WORK ITEM:
The records below are to be copied exactly, with their pictures left out.

** Opening RECORDED DATA block **

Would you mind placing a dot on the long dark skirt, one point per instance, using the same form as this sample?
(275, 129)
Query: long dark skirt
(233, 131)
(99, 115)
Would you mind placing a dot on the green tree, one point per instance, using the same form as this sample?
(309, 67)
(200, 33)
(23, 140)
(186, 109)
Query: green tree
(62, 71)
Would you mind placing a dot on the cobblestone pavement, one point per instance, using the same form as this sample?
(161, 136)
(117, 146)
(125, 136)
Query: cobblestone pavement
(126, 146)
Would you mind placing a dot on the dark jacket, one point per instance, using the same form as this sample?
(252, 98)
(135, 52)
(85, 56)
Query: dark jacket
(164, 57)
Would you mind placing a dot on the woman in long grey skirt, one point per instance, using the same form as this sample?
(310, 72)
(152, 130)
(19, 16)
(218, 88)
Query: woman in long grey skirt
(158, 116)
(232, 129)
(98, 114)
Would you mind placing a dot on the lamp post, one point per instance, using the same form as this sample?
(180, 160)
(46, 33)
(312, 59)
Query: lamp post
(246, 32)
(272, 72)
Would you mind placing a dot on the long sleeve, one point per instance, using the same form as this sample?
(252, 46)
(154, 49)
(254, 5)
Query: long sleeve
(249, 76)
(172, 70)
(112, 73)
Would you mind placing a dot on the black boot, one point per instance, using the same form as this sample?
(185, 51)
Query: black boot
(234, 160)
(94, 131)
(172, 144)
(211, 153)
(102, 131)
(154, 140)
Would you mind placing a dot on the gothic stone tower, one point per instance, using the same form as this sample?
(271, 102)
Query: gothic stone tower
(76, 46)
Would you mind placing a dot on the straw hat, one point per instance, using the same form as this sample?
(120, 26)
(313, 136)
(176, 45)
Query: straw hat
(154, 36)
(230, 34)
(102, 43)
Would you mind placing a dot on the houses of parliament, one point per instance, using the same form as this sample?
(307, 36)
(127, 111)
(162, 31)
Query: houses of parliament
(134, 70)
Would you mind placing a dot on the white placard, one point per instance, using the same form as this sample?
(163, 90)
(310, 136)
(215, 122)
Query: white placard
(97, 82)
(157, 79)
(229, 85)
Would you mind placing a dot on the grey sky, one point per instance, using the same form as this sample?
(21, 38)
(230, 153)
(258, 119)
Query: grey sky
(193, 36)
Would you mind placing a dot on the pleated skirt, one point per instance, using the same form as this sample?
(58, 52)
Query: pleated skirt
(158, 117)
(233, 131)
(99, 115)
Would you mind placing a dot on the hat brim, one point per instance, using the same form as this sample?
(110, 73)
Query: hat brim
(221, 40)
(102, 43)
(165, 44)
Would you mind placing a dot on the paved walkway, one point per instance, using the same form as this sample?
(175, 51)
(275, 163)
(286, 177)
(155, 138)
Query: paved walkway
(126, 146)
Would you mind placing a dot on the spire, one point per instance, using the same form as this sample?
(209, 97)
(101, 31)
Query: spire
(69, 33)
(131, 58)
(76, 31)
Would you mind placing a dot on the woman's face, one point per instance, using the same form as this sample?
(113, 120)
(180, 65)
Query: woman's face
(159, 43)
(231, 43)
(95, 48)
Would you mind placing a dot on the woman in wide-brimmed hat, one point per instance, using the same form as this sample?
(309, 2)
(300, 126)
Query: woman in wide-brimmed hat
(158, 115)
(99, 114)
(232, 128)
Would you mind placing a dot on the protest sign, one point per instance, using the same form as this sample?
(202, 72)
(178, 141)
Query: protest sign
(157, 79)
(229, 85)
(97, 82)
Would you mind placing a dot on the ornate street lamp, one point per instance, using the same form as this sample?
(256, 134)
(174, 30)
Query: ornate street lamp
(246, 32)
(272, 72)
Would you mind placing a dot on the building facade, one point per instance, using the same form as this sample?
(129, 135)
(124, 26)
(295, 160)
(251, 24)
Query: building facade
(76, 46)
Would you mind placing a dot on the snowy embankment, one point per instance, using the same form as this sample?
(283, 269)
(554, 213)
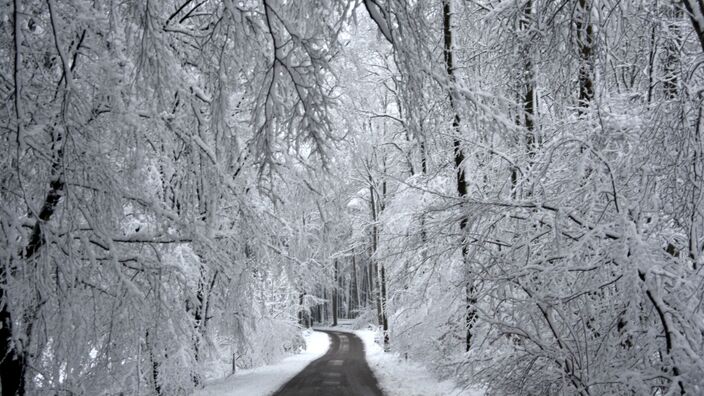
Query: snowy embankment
(401, 377)
(265, 380)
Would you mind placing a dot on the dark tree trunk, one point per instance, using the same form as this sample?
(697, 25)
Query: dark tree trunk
(334, 296)
(459, 164)
(585, 43)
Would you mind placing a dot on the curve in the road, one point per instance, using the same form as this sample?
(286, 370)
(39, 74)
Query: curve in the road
(342, 371)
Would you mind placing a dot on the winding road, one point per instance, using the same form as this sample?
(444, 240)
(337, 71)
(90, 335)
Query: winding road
(342, 371)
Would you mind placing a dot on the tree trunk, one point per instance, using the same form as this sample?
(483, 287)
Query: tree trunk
(585, 43)
(334, 297)
(459, 164)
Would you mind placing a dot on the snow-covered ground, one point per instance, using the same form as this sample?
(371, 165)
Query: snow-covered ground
(400, 377)
(265, 380)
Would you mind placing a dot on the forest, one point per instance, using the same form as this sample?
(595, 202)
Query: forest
(511, 191)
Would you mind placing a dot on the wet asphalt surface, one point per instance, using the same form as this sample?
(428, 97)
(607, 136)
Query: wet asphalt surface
(342, 371)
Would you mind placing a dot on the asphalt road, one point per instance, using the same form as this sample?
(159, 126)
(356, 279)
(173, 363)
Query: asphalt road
(342, 371)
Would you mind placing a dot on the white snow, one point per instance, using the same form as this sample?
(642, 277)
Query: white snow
(265, 380)
(400, 377)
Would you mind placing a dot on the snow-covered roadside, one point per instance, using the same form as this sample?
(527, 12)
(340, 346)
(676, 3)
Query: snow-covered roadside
(400, 377)
(265, 380)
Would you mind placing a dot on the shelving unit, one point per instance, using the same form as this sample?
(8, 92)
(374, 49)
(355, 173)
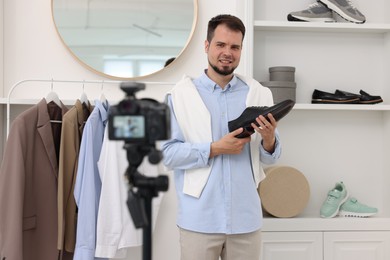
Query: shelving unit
(329, 143)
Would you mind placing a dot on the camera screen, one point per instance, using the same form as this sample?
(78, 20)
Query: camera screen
(128, 126)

** Closing RECORDED DATA block **

COMPLETED EXERCISE:
Would you mind placing a dot on the long dark skirt, one point per instance, using the same form as this sample?
(275, 129)
Query: long dark skirt
(233, 131)
(99, 115)
Would you mind placing a dot on the green tree, one point per instance, using the same form as this sample?
(309, 67)
(200, 33)
(23, 140)
(186, 109)
Query: green tree
(62, 71)
Would you mind placing a dot on the cobblestone pavement, one point per instance, using the same form as this sample?
(161, 136)
(117, 146)
(125, 136)
Query: cobblestone pavement
(126, 146)
Would you mind placing a dot on the dark jacket, one point per instance, using the same form as this sample?
(252, 98)
(135, 52)
(85, 56)
Query: dark jacket
(164, 57)
Would you mind placing a dot on the woman in long grey skirt, one point per instance, using the same form as this sample?
(310, 72)
(152, 130)
(19, 16)
(218, 88)
Query: woman in long grey skirt
(158, 116)
(232, 129)
(98, 114)
Would you mind placing a dot on the lamp post, one point per instance, using the same form as this sample?
(180, 160)
(46, 33)
(312, 59)
Query: lamp post
(246, 32)
(272, 72)
Would you mind placing a dot on the long sleeve, one point per instance, using the same form as this sample?
(252, 46)
(154, 49)
(254, 5)
Query: long sleeve
(249, 76)
(172, 70)
(112, 73)
Would you mind placing a dot on the black boot, one point per instance, using the same form as this sample?
(185, 51)
Query: black boot
(234, 160)
(94, 131)
(172, 144)
(211, 153)
(102, 131)
(154, 140)
Would you mind placing a dot on the gothic stone tower, one point per instance, using the same form as this sample?
(271, 102)
Query: gothic stone tower
(76, 46)
Would you mind placing a dot on the straw hat, one point per instance, using the same form as this sample?
(120, 26)
(313, 136)
(176, 45)
Query: straw hat
(154, 36)
(230, 34)
(102, 43)
Would you mind placing a dot on the houses of parliament, one point per instance, using the same form as this sample?
(307, 36)
(127, 111)
(162, 31)
Query: houses of parliament
(134, 70)
Would you mind placing a dot on the white placard, one point per instance, using the same form as this sample?
(163, 90)
(310, 136)
(215, 122)
Query: white placard
(97, 82)
(157, 79)
(229, 85)
Would you mind placing a dot on the grey sky, one point per instance, using the same form as this sample?
(21, 38)
(230, 153)
(258, 119)
Query: grey sky
(193, 36)
Would you mind placing a dot on the pleated skirt, one point per instance, using the same form as this sample?
(58, 52)
Query: pleated skirt
(158, 117)
(233, 131)
(99, 115)
Would you mind placing a dot on the hat brim, one point per instance, using the same form as this sample?
(110, 73)
Query: hat brim
(221, 40)
(102, 43)
(165, 44)
Would you mind placing a dot on the paved walkway, one point per instance, using the same form as this sample?
(175, 51)
(275, 163)
(286, 177)
(155, 138)
Query: paved walkway
(126, 146)
Would you mind placing a dot on the spire, one point per instance, using the same form as this sample?
(209, 97)
(101, 31)
Query: spire
(69, 33)
(131, 58)
(76, 31)
Would you mind placing a dot on the woman's face, one point per instance, using the same form as this sample?
(113, 120)
(180, 65)
Query: woman's face
(159, 43)
(231, 43)
(95, 48)
Would you mind placing a dot on the woman in wide-brimmed hat, one point per instance, using the same form as this sample?
(309, 2)
(300, 126)
Query: woman in wide-brimmed hat
(158, 115)
(99, 114)
(232, 128)
Would you mind placing a dot on the protest sign, one point per instance, using the same form as this sample?
(202, 72)
(178, 141)
Query: protest sign
(157, 79)
(229, 85)
(97, 82)
Would you mind placing a dot on the ornate street lamp, one point per instance, using the same form as this sample?
(256, 134)
(174, 30)
Query: ornate street lamp
(246, 32)
(272, 72)
Would you mind placing a dot on the building facade, one point per instance, using the same form as this sample?
(129, 135)
(124, 26)
(295, 160)
(251, 24)
Query: building facade
(76, 46)
Would you mind placing a dot on the snowy embankment, one point per instance, using the same form as this sample?
(283, 269)
(554, 213)
Query: snowy embankment
(401, 377)
(265, 380)
Would you mind placing a dot on the dark tree trunk, one point per instance, using the same form as this sample?
(697, 25)
Query: dark tree trunk
(334, 296)
(459, 164)
(585, 43)
Would you mind placing a dot on the curve in the road, one point per instance, using the same form as this sample?
(286, 370)
(39, 74)
Query: curve in the road
(342, 371)
Would you mind placing a dot on the winding road, one point per instance, using the same form as this sample?
(444, 240)
(337, 71)
(90, 335)
Query: winding road
(342, 371)
Would you mind placing a dot on the tree trunk, one point per instance, using the same form as this sample?
(483, 287)
Query: tree trunk
(585, 43)
(334, 297)
(459, 164)
Would you mind placing a dot on the snow-covered ground, one point per instance, using the same form as this sample?
(371, 165)
Query: snow-covered ground
(400, 377)
(265, 380)
Would you mind placing a dot on the forest, one point per instance, using the same form as this sample?
(595, 202)
Query: forest
(511, 191)
Would you mind placing a dot on the wet asphalt surface, one point per instance, using the same form as this sample?
(428, 97)
(607, 136)
Query: wet asphalt surface
(342, 371)
Would you mind placing a dot on the asphalt road, one point per instance, using the same form as this sample?
(159, 126)
(356, 279)
(173, 363)
Query: asphalt road
(342, 371)
Would you mind placing a dot on the white snow, one point per instance, using the same form as this sample?
(642, 277)
Query: white snow
(265, 380)
(400, 377)
Would you mind placing a dot on the snow-covered roadside, one point per instance, using the same form as this sample?
(527, 12)
(340, 346)
(676, 3)
Query: snow-covered roadside
(400, 377)
(265, 380)
Would you mind placing a dot on the shelving unit, one point per instance, using the same form as this sample?
(8, 92)
(374, 49)
(355, 173)
Query: shelving unit
(329, 143)
Would you mind placing a dot on the camera screen, one point per instance, using the same form as this sample?
(78, 20)
Query: camera screen
(128, 126)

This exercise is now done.